▶ _Required work_
What is the number of lines in this listing that include the string "uniform"? Answer with that number by itself.

▶ _Data provided_
▼

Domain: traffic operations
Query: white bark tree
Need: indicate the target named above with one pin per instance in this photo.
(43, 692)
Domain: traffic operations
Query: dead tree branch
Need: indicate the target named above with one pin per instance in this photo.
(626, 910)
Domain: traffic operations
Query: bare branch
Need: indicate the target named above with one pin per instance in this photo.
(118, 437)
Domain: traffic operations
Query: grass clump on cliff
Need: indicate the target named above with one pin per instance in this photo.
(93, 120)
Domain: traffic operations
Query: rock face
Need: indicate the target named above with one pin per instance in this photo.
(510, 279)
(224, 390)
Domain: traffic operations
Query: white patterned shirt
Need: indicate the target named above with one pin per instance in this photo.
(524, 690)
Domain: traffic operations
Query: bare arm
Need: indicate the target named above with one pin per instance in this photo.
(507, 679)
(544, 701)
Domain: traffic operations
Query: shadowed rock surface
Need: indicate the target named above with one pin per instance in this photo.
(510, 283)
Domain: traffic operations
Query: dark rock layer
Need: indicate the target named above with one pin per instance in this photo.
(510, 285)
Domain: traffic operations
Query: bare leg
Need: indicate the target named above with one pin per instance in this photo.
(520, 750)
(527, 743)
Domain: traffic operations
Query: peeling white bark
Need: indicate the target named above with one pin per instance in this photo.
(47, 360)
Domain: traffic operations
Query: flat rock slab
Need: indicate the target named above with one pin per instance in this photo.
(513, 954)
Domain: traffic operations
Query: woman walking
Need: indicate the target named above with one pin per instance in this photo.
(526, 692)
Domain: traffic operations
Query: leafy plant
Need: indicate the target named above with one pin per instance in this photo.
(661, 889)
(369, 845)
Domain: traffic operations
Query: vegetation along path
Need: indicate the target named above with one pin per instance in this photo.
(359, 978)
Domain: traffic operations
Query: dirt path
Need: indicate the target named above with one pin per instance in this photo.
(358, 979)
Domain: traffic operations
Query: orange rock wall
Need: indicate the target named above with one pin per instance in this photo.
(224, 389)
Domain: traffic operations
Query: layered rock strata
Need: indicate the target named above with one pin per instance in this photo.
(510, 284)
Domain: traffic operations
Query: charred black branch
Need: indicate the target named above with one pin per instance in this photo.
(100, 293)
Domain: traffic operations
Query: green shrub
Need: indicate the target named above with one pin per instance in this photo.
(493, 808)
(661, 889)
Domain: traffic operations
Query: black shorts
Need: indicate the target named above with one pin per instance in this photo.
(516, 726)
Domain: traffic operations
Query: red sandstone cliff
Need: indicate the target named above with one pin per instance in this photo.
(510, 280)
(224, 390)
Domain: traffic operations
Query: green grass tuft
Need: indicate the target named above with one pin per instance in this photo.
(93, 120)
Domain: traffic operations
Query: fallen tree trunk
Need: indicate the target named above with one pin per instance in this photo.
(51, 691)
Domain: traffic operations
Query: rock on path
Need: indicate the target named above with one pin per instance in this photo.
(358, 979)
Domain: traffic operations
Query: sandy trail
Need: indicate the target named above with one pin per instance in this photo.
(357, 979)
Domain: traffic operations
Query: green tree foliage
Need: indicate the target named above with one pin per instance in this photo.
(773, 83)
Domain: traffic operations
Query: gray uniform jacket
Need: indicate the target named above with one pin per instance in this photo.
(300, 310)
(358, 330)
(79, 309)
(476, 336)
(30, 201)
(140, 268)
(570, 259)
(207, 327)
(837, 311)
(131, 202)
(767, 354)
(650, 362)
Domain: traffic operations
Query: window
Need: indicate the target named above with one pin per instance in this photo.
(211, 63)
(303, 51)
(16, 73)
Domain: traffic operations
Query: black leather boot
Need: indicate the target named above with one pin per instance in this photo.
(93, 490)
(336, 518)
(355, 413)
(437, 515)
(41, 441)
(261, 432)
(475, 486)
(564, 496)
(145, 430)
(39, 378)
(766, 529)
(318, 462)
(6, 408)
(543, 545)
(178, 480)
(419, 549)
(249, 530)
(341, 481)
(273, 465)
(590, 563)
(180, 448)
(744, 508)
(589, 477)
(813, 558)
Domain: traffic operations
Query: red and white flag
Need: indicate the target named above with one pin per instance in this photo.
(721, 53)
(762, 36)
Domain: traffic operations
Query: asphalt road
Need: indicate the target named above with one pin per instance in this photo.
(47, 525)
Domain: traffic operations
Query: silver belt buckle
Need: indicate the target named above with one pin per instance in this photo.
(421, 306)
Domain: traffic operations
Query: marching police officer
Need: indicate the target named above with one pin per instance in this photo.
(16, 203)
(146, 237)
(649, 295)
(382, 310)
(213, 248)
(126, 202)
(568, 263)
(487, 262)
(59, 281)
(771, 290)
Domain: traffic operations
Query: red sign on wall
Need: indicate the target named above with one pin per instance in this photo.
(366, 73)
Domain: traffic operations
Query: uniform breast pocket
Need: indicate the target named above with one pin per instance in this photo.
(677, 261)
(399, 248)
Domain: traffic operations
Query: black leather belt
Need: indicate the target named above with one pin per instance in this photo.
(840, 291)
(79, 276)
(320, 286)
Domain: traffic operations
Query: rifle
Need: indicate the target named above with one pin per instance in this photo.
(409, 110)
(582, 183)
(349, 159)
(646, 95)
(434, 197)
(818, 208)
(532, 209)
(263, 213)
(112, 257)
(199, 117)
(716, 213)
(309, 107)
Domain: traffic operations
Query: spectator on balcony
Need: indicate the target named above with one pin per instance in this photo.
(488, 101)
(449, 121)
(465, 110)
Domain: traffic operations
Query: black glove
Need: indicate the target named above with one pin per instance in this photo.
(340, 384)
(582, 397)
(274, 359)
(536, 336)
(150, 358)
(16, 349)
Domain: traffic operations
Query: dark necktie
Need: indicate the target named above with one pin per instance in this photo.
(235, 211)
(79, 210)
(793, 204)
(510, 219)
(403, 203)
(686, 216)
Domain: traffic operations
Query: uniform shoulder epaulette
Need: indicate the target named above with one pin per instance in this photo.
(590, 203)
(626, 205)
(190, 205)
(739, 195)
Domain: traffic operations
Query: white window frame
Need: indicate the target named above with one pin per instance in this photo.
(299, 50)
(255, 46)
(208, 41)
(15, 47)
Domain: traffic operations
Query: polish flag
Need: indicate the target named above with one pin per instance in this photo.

▲

▶ _Solution_
3